DATA EXTRACTS Block Start
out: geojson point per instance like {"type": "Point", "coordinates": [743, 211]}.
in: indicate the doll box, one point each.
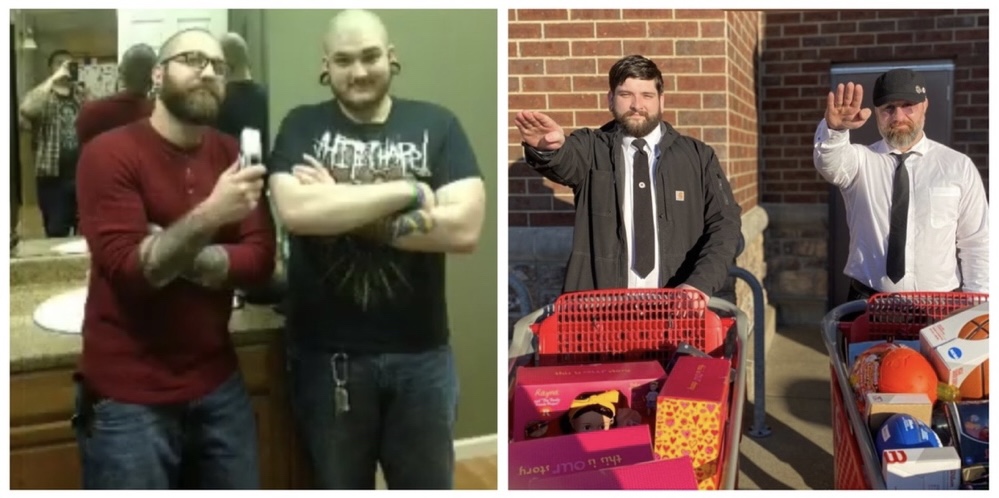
{"type": "Point", "coordinates": [674, 474]}
{"type": "Point", "coordinates": [563, 455]}
{"type": "Point", "coordinates": [691, 416]}
{"type": "Point", "coordinates": [542, 394]}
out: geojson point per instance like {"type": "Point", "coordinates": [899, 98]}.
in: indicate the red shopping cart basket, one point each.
{"type": "Point", "coordinates": [627, 325]}
{"type": "Point", "coordinates": [882, 317]}
{"type": "Point", "coordinates": [617, 325]}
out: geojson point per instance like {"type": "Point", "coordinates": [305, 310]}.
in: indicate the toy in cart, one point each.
{"type": "Point", "coordinates": [627, 389]}
{"type": "Point", "coordinates": [910, 388]}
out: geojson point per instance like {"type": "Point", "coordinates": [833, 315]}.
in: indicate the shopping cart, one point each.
{"type": "Point", "coordinates": [635, 325]}
{"type": "Point", "coordinates": [882, 317]}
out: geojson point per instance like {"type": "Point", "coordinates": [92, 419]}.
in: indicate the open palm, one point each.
{"type": "Point", "coordinates": [843, 107]}
{"type": "Point", "coordinates": [539, 131]}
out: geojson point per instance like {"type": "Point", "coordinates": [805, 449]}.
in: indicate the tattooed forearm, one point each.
{"type": "Point", "coordinates": [210, 268]}
{"type": "Point", "coordinates": [412, 222]}
{"type": "Point", "coordinates": [164, 255]}
{"type": "Point", "coordinates": [392, 228]}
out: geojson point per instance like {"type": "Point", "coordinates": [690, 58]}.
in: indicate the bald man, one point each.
{"type": "Point", "coordinates": [132, 103]}
{"type": "Point", "coordinates": [160, 401]}
{"type": "Point", "coordinates": [245, 104]}
{"type": "Point", "coordinates": [374, 190]}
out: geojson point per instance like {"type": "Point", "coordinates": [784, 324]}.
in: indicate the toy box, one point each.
{"type": "Point", "coordinates": [921, 468]}
{"type": "Point", "coordinates": [543, 394]}
{"type": "Point", "coordinates": [673, 474]}
{"type": "Point", "coordinates": [952, 356]}
{"type": "Point", "coordinates": [880, 406]}
{"type": "Point", "coordinates": [559, 456]}
{"type": "Point", "coordinates": [691, 415]}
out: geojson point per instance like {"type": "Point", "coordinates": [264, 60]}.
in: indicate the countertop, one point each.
{"type": "Point", "coordinates": [33, 348]}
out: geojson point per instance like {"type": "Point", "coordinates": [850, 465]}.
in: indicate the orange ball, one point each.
{"type": "Point", "coordinates": [904, 370]}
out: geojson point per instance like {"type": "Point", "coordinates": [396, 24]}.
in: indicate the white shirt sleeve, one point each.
{"type": "Point", "coordinates": [835, 159]}
{"type": "Point", "coordinates": [973, 232]}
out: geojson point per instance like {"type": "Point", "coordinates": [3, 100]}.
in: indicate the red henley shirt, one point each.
{"type": "Point", "coordinates": [141, 344]}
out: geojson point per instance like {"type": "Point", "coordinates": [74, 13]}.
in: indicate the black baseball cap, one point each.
{"type": "Point", "coordinates": [899, 84]}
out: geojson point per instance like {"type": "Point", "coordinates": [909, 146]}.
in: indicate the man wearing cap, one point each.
{"type": "Point", "coordinates": [131, 104]}
{"type": "Point", "coordinates": [916, 209]}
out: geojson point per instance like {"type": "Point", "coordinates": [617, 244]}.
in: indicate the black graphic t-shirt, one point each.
{"type": "Point", "coordinates": [349, 294]}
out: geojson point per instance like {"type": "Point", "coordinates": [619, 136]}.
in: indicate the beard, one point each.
{"type": "Point", "coordinates": [640, 128]}
{"type": "Point", "coordinates": [898, 137]}
{"type": "Point", "coordinates": [376, 89]}
{"type": "Point", "coordinates": [197, 106]}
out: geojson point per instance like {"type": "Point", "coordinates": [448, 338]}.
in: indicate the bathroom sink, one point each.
{"type": "Point", "coordinates": [76, 246]}
{"type": "Point", "coordinates": [63, 312]}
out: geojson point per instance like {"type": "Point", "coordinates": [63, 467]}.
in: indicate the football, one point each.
{"type": "Point", "coordinates": [976, 385]}
{"type": "Point", "coordinates": [904, 370]}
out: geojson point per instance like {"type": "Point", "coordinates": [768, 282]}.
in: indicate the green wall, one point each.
{"type": "Point", "coordinates": [448, 57]}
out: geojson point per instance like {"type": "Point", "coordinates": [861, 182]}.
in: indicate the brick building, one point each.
{"type": "Point", "coordinates": [752, 84]}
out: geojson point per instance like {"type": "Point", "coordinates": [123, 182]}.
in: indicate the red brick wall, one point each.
{"type": "Point", "coordinates": [799, 47]}
{"type": "Point", "coordinates": [558, 65]}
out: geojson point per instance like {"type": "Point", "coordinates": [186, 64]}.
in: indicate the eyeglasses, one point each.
{"type": "Point", "coordinates": [199, 61]}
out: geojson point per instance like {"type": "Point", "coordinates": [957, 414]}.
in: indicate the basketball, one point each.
{"type": "Point", "coordinates": [904, 370]}
{"type": "Point", "coordinates": [976, 385]}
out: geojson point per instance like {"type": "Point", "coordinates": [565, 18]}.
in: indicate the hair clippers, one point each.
{"type": "Point", "coordinates": [250, 150]}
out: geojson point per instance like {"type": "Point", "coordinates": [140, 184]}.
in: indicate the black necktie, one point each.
{"type": "Point", "coordinates": [644, 226]}
{"type": "Point", "coordinates": [895, 263]}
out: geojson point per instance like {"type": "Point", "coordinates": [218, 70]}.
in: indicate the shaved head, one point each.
{"type": "Point", "coordinates": [136, 68]}
{"type": "Point", "coordinates": [352, 28]}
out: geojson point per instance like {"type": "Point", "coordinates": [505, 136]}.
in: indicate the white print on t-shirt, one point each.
{"type": "Point", "coordinates": [356, 161]}
{"type": "Point", "coordinates": [358, 268]}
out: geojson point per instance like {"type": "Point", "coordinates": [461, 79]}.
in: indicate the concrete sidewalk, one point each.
{"type": "Point", "coordinates": [798, 454]}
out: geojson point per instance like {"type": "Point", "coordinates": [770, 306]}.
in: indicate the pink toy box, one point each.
{"type": "Point", "coordinates": [564, 455]}
{"type": "Point", "coordinates": [543, 394]}
{"type": "Point", "coordinates": [674, 474]}
{"type": "Point", "coordinates": [691, 417]}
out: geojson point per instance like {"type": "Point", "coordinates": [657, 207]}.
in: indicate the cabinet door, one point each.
{"type": "Point", "coordinates": [153, 27]}
{"type": "Point", "coordinates": [55, 466]}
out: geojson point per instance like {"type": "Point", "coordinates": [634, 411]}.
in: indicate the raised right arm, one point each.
{"type": "Point", "coordinates": [33, 103]}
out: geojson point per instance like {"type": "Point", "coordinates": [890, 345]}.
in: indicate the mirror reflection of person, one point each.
{"type": "Point", "coordinates": [921, 224]}
{"type": "Point", "coordinates": [161, 401]}
{"type": "Point", "coordinates": [635, 229]}
{"type": "Point", "coordinates": [374, 189]}
{"type": "Point", "coordinates": [246, 101]}
{"type": "Point", "coordinates": [50, 110]}
{"type": "Point", "coordinates": [130, 104]}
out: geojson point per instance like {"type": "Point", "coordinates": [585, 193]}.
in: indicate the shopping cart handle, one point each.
{"type": "Point", "coordinates": [546, 312]}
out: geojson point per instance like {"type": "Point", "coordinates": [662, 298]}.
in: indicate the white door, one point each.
{"type": "Point", "coordinates": [153, 27]}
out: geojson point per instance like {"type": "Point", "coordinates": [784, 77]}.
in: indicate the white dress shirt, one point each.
{"type": "Point", "coordinates": [651, 281]}
{"type": "Point", "coordinates": [947, 242]}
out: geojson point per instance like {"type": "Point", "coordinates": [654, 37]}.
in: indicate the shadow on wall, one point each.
{"type": "Point", "coordinates": [535, 204]}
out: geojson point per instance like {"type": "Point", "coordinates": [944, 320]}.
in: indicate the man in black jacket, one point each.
{"type": "Point", "coordinates": [653, 207]}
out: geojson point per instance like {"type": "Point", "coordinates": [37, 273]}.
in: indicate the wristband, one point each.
{"type": "Point", "coordinates": [418, 198]}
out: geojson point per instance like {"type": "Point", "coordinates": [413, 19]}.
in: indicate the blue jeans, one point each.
{"type": "Point", "coordinates": [208, 443]}
{"type": "Point", "coordinates": [402, 411]}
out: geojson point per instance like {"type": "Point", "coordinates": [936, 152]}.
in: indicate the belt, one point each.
{"type": "Point", "coordinates": [868, 291]}
{"type": "Point", "coordinates": [862, 289]}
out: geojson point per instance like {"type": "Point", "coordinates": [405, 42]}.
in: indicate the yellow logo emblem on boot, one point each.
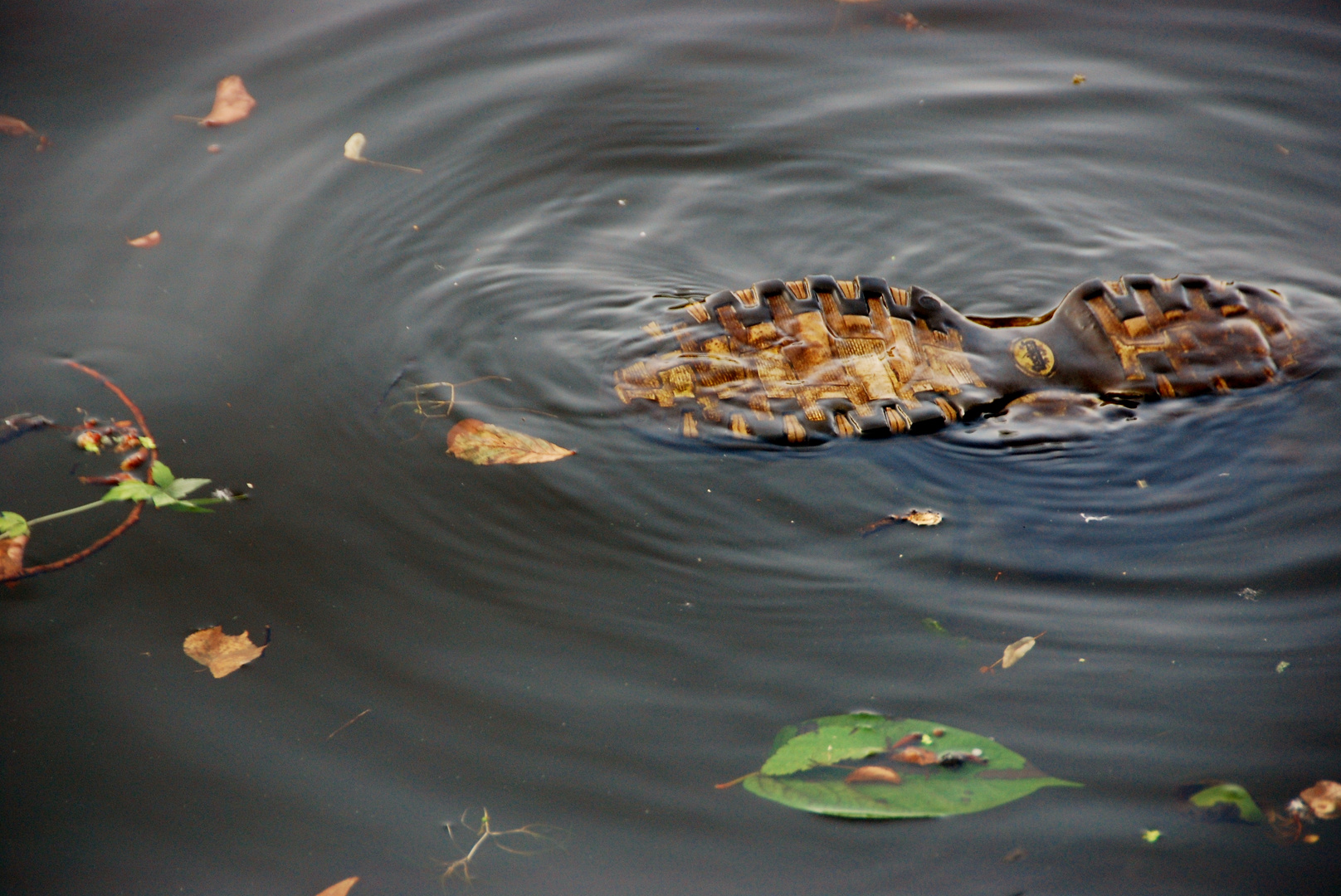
DATA EXTRACTS Block End
DIRECTIONS -
Line by line and exactly, reproduce the span from the line with "in: indicate the wristband, one point each." through the end of the data above, both ends included, with pictures left out.

TASK OUTPUT -
in: indicate the wristband, one point each.
{"type": "Point", "coordinates": [418, 198]}
out: geojson point per instance like {"type": "Point", "coordinates": [413, 19]}.
in: indicate the blue jeans, one point each.
{"type": "Point", "coordinates": [208, 443]}
{"type": "Point", "coordinates": [402, 411]}
out: geojson point per instance like {"type": "Point", "coordinates": [936, 152]}.
in: indicate the belt, one point each.
{"type": "Point", "coordinates": [868, 291]}
{"type": "Point", "coordinates": [862, 289]}
out: geojson point per instance like {"type": "Point", "coordinates": [405, 42]}.
in: indicate the yellow logo emblem on boot, one point each.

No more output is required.